◆ PASSAGE SHOWN:
_____

By Jim Ferri
Truffles have been called “diamonds of the kitchen” because of the exquisite earthy taste they bring to food.
I wouldn’t be surprised if it was also due to their incredible cost. There are two types, black and white, and the latter have sold for as much as $3,600 a pound. At a charity auction in 2010 a Macau billionaire paid $330,000 for about 2.8 pounds of them. They are the most expensive food in the world.
I’d always wanted to go on a truffle hunt and while training about Europe a few months ago, decided I’d finally do it.
Since I was going to visit to Bologna, I thought what better place to learn about truffles then in the food mecca of Italy.
Bluone Cooking Tours
I had earlier learned of Bluone Cooking Tours, a small family-run company in Bologna, through an article in The New York Times. I contacted them and found that in addition to cooking tours they also had a truffle-hunting tour, followed by a cooking demonstration and lunch in a farm home.
I knew I was in heaven as I headed straight for Italy’s foodie mecca.
Marcello Bluone asked that I meet his wife Raffaella and two Australian tourists at a hotel near Bologna’s Piazza Maggiore a bit before eight o’clock the morning of the hunt. When I got there the weather had turned rainy, although it hadn’t dampen our spirits. In Raffaella’s car we set out for the hills outside the city.
En route Raffaella stopped at a farmer’s supply store where we purchased some inexpensive rain jackets, pants and boots and were then joined by Raffaella’s daughter Francesca. Then it was back into the car and off to meet Silvano Montefiore, our hunter, and Spino, who would be doing all the work.
Spino was a Lagotto, a small wiry dog that looks somewhat like a poodle. It’s regarded as the official truffle hound, although many dogs can be taught to do the dirty work.
After driving through the fog and rain on winding roads through the hills, we arrived at the spot where Spino was to hunt. Once out of his cage in the back of Silvano’s car he was a bundle of energy.
We walked down the road a little bit and turned onto a dirt and gravel road that ran down into the woods where we came to a meadow. Once unleashed Spiro immediately began running all over, poking his head into the woods while the rain continued and fog drifted in, softening the scenery and giving the entire scene an almost ethereal look.
Into the Woods
We followed Silvano into the muddy woods, he carrying his vanghetto, a cross between a little hoe and spear that’s used for digging up the little tuber-like tartufi. Every once in a while going down a little slope we’d have to grab a small branch or sapling to prevent slipping on the muddy ground. We walked on, all of us with our cameras at the ready awaiting the moment when Spino would unearth a truffle.
Since they grow entirely underground with no shoots or leaves hinting at their presence, they’re very hard to find except by a trained dog or pig (although pigs are rarely used any longer since they tend to eat the truffle as soon as it’s found).

_____

◆ DATA TO EXAMINE:
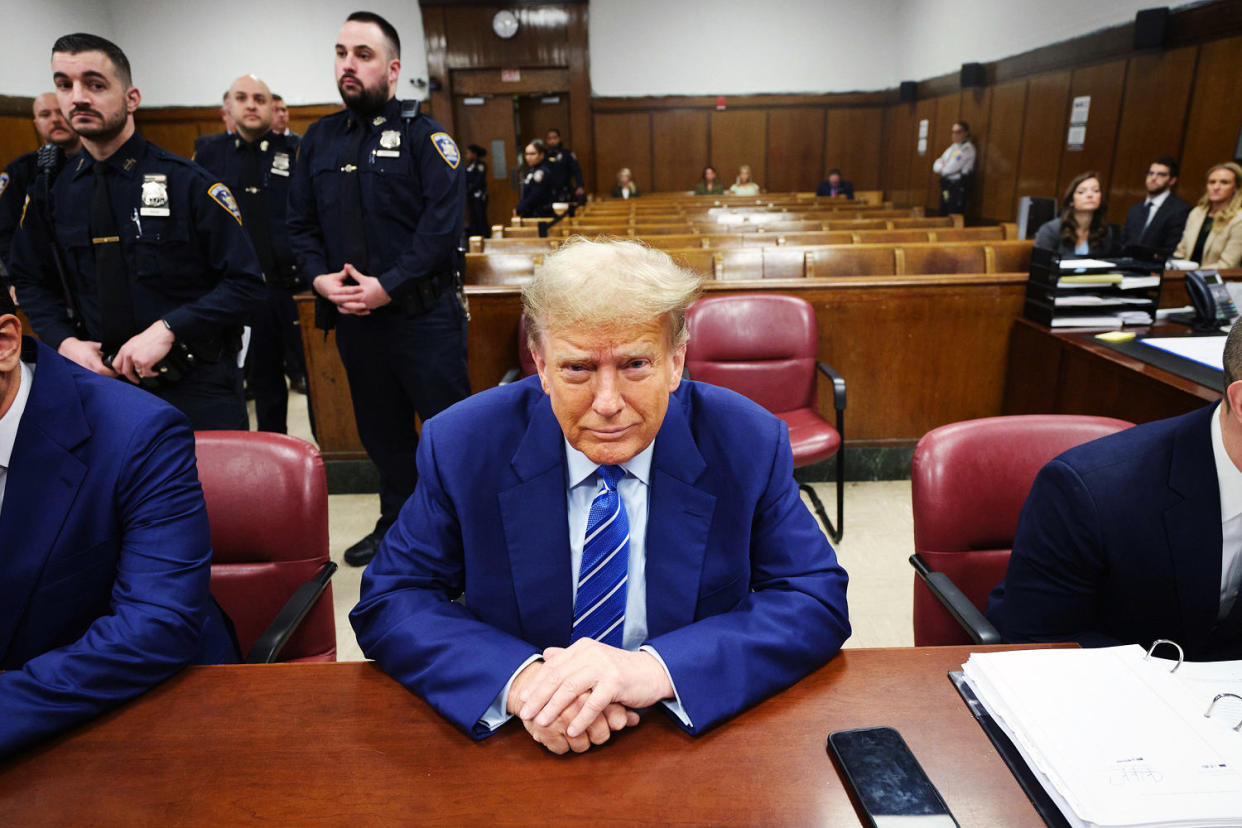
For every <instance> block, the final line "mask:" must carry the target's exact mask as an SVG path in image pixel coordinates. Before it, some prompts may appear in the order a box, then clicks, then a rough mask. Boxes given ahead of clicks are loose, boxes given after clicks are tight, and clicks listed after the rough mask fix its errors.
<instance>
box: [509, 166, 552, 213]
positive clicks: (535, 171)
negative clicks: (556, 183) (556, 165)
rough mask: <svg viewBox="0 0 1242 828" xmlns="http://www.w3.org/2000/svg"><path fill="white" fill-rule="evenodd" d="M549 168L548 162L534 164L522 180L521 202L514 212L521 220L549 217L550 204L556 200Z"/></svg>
mask: <svg viewBox="0 0 1242 828" xmlns="http://www.w3.org/2000/svg"><path fill="white" fill-rule="evenodd" d="M551 178H553V175H551V168H550V166H548V161H542V163H539V164H535V165H534V166H533V168H530V170H529V171H528V173H527V178H524V179H523V180H522V200H520V201H518V206H517V207H515V210H517V211H518V215H519V216H522V217H523V218H535V217H540V216H550V215H553V211H551V202H553V201H555V200H556V196H555V194H554V192H553V189H551V185H553V181H551Z"/></svg>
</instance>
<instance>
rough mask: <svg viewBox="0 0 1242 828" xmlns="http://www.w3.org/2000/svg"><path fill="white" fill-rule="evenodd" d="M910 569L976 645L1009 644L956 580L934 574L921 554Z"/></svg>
mask: <svg viewBox="0 0 1242 828" xmlns="http://www.w3.org/2000/svg"><path fill="white" fill-rule="evenodd" d="M910 566H913V567H914V571H915V572H918V575H919V577H920V578H923V582H924V583H925V585H927V587H928V588H929V590H931V595H934V596H935V598H936V601H939V602H940V603H941V605H943V606H944V608H945V610H948V611H949V614H950V616H953V618H954V621H956V622H958V623H959V624H960V626H961V628H963V629H965V631H966V634H969V636H970V638H971V639H972V641H974V642H975V643H976V644H1004V643H1005V639H1002V638H1001V634H1000V632H999V631H997V629H996V627H994V626H992V622H990V621H987V618H986V617H984V613H981V612H980V611H979V607H976V606H975V605H974V603H972V602H971V601H970V598H968V597H966V593H965V592H963V591H961V590H959V588H958V585H956V583H954V582H953V578H950V577H949V576H948V575H945V574H944V572H935V571H933V570H931V569H930V567H929V566H928V565H927V561H924V560H923V556H920V555H919V554H918V552H915V554H914V555H910Z"/></svg>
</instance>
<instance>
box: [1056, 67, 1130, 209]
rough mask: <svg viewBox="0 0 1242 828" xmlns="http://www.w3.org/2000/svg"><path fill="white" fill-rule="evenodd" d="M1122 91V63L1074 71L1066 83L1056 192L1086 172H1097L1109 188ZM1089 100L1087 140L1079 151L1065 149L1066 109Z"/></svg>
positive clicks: (1064, 188) (1122, 85)
mask: <svg viewBox="0 0 1242 828" xmlns="http://www.w3.org/2000/svg"><path fill="white" fill-rule="evenodd" d="M1124 88H1125V61H1112V62H1110V63H1099V65H1097V66H1088V67H1083V68H1078V70H1074V71H1073V73H1072V77H1071V81H1069V102H1067V103H1066V110H1064V114H1063V122H1062V123H1063V124H1064V125H1066V129H1062V130H1061V139H1059V140H1061V144H1059V145H1061V148H1062V150H1061V175H1059V176H1057V192H1058V194H1059V192H1061V191H1063V190H1064V189H1066V187H1067V186H1068V185H1069V182H1071V181H1072V180H1073V178H1074V176H1076V175H1078V174H1079V173H1084V171H1087V170H1095V171H1098V173H1099V174H1100V175H1102V176H1103V178H1104V180H1103V181H1102V184H1103V185H1104V187H1105V191H1107V189H1108V186H1109V182H1110V178H1109V170H1110V169H1112V166H1113V153H1114V149H1115V146H1117V125H1118V120H1119V118H1120V109H1122V93H1123V89H1124ZM1084 94H1087V96H1090V114H1089V117H1088V120H1087V139H1086V140H1084V142H1083V148H1082V149H1079V150H1074V149H1068V146H1067V145H1066V135H1067V129H1068V124H1069V106H1071V103H1072V102H1073V99H1074V98H1077V97H1079V96H1084Z"/></svg>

_____

◆ TASK INSTRUCTIONS:
• A. From the truffle-hunt article, list every item of rain gear bought at the farmer's supply store.
• B. Answer these questions from the truffle-hunt article:
(i) What is the most that white truffles have sold for per pound?
(ii) What kind of dog is Spino?
(iii) What tool does Silvano carry into the woods?
• C. In the truffle-hunt article, update the part that opens with the words containing "After driving through" and closes with "bundle of energy.", changing "winding roads" to "narrow roads".

◆ LIST OF SOLUTIONS:
• A. Rain jackets, pants, boots

• B.
(i) $3,600 a pound
(ii) A Lagotto
(iii) A vanghetto

• C.
After driving through the fog and rain on narrow roads through the hills, we arrived at the spot where Spino was to hunt. Once out of his cage in the back of Silvano’s car he was a bundle of energy.